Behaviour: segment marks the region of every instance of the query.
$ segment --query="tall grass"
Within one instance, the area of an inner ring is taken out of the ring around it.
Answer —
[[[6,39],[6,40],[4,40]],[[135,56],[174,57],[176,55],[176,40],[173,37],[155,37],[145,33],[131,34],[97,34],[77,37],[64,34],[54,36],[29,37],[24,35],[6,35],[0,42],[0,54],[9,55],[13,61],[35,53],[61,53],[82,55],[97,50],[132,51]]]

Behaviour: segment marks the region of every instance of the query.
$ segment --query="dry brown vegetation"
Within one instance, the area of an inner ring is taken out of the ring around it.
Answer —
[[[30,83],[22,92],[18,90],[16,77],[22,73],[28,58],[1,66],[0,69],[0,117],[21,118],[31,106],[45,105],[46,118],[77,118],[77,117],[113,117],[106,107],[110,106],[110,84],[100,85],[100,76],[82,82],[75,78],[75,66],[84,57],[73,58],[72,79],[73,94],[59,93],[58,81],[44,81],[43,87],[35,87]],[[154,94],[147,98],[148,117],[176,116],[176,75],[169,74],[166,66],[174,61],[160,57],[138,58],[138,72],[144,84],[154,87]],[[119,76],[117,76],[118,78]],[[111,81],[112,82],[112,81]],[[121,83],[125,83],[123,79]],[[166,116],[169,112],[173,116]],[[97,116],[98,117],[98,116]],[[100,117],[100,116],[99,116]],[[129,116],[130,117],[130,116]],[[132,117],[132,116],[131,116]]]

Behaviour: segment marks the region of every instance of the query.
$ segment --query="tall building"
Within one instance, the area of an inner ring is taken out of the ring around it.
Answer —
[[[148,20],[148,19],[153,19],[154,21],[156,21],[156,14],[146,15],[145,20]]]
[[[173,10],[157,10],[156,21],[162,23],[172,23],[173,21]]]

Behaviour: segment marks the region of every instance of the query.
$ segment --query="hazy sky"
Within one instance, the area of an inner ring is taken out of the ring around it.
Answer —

WHAT IS ASKED
Rewrite all of these rows in full, requests included, adding -93 to every coordinate in the answers.

COMPLETE RESPONSE
Behaviour: segment marks the region of every instance of the query.
$ segment --query="tall grass"
Within one instance, the area of an inner ring is taken out of the ring around it.
Answer —
[[[-87,-54],[-87,-53],[-89,-53]],[[42,-37],[81,-36],[83,-38],[83,-53],[80,-56],[62,-56],[52,-60],[38,-59],[4,-59],[-16,-56],[-29,-59],[-39,-57],[-64,-56],[-69,-58],[-87,-58],[-93,-51],[-93,-39],[-84,-38],[-80,-32],[-58,-40],[-32,-40],[-11,-38],[4,-43],[39,-42]]]

Behaviour: segment marks the region of every instance of the query.
$ segment --query="dry brown vegetation"
Within one instance, the area of an inner ring is taken out of the ring around it.
Answer —
[[[-63,-10],[-71,-1],[-75,-3],[-77,-16],[-71,-20],[-65,-35],[-92,-27],[-93,-24],[-93,24],[-72,25],[-62,13],[-48,12],[-47,25],[-16,25],[-16,24],[20,24],[13,14],[17,13],[17,-9],[7,-8],[7,-17],[-11,-11],[-18,-15],[-18,-27],[-9,-36],[-20,-35],[-21,-14],[-20,1],[-34,0],[-35,-12],[-49,-12],[-50,-6],[-58,-6]],[[61,1],[54,5],[55,24],[83,23],[83,-18],[76,-19],[73,-27],[81,-32],[67,-36],[45,-35],[45,-21],[51,-9],[61,-6]],[[26,-17],[24,-17],[25,-15]],[[18,-12],[19,-11],[19,-12]],[[28,-10],[32,-10],[30,-14]],[[73,23],[76,19],[80,23]],[[4,23],[5,24],[5,23]],[[7,24],[7,23],[6,23]],[[36,23],[37,24],[37,23]],[[39,24],[39,23],[38,23]]]

Behaviour: segment marks the region of every instance of the query.
$ segment --query="tall building"
Within one instance, the area of an inner ring is taken out of the ring around it.
Answer —
[[[55,-73],[55,-74],[60,-74],[61,-72],[63,-72],[63,-79],[53,-78],[52,-73]]]
[[[80,-83],[64,-83],[63,-72],[69,-70],[79,-70],[80,-72]]]

Behaviour: segment marks the region of every instance of the query.
$ segment --query="hazy sky"
Within one instance, the area of an inner ring is taken out of the ring around it.
Answer —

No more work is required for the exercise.